The problem →
Search the data for the string "person" and gather each line it is in.

(Dataset entries)
================================

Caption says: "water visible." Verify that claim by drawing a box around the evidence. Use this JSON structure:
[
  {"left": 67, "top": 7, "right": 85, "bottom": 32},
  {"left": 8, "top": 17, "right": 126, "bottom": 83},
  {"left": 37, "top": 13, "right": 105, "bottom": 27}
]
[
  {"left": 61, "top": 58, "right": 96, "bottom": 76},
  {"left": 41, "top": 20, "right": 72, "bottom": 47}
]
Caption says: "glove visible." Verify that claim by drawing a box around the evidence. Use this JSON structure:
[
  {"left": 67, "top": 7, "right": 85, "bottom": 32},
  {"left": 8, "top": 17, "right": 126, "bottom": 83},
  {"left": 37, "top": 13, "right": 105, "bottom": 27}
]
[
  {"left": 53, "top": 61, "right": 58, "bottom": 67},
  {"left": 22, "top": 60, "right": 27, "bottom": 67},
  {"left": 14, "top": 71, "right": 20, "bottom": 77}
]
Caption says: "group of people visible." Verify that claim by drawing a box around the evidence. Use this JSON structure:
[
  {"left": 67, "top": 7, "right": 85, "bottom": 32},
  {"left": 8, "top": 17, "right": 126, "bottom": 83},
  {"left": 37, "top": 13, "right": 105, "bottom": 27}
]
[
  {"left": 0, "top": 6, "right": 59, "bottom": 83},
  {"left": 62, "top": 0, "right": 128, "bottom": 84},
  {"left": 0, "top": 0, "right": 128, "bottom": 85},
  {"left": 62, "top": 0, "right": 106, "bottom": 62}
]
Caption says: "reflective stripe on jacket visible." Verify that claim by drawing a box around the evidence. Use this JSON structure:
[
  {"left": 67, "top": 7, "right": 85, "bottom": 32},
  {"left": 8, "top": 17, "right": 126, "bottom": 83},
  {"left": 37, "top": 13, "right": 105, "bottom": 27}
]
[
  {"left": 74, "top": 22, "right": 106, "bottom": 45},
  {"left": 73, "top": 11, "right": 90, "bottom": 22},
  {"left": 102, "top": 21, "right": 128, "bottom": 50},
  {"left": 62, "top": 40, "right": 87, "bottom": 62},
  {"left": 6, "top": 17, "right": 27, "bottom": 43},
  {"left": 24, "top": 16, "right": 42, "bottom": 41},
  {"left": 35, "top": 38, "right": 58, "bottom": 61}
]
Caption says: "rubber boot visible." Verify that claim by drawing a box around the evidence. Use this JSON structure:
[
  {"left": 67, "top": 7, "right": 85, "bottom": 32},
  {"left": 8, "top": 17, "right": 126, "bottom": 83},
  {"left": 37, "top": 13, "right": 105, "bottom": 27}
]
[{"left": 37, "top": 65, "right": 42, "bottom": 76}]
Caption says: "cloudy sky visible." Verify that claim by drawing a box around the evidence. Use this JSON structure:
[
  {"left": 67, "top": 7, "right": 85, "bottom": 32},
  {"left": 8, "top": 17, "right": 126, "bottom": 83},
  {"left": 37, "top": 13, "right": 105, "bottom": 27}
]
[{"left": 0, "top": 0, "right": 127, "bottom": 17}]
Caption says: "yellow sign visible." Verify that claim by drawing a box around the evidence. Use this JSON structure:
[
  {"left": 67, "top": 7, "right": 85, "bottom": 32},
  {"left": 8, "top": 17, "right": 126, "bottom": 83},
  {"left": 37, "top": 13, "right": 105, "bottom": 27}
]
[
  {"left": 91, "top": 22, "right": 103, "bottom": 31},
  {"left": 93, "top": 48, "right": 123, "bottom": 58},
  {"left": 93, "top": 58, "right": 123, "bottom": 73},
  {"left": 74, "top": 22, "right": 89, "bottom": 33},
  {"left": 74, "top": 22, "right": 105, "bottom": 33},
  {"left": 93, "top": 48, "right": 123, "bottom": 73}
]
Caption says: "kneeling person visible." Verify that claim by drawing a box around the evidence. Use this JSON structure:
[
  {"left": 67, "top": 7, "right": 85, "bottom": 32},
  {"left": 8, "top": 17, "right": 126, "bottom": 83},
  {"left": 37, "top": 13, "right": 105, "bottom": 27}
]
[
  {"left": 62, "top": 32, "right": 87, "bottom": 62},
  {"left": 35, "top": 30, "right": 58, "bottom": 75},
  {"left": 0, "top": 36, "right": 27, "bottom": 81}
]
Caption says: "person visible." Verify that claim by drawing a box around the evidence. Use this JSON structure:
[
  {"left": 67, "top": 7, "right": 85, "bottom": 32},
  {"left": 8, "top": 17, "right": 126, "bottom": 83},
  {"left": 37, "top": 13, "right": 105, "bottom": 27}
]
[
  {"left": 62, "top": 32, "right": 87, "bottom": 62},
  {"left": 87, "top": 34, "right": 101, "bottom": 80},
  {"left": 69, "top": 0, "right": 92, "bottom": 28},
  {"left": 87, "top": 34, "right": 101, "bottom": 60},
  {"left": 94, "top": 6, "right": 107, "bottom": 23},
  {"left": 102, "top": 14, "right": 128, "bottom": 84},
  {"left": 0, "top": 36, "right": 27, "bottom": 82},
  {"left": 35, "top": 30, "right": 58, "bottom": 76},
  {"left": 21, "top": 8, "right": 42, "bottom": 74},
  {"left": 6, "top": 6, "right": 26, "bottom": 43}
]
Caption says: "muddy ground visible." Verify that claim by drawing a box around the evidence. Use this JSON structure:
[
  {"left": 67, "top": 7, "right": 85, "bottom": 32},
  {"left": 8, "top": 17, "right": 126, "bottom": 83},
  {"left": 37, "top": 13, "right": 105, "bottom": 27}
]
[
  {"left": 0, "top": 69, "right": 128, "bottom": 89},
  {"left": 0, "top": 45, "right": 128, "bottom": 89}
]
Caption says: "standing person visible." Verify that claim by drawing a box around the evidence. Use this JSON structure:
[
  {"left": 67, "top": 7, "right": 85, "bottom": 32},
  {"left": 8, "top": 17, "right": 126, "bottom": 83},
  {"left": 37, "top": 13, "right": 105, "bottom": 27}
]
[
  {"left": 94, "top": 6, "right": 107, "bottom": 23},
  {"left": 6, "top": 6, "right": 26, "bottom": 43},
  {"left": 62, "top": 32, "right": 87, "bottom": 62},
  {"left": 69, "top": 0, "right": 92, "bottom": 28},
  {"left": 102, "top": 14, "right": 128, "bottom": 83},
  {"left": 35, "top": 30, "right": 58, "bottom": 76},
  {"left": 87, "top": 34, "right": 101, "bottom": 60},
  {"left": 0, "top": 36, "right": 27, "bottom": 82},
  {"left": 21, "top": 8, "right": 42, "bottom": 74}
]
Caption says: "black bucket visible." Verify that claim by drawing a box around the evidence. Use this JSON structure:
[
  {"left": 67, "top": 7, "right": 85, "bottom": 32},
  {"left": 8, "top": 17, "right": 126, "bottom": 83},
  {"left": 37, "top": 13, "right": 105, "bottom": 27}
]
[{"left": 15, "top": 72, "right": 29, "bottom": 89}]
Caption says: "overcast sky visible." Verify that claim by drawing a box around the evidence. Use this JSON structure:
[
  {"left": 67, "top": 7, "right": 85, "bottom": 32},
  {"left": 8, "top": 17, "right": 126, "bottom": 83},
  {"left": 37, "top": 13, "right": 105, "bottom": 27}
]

================================

Answer area →
Caption says: "kneeling person visible." Verify that claim by drawing a box around the evidence. Use this JSON structure:
Caption says: "person visible." Verify that claim by drawing a box around the evidence. Use this JSON structure:
Caption says: "standing person visible." Verify that claim by drawing a box around the evidence. Use this JSON structure:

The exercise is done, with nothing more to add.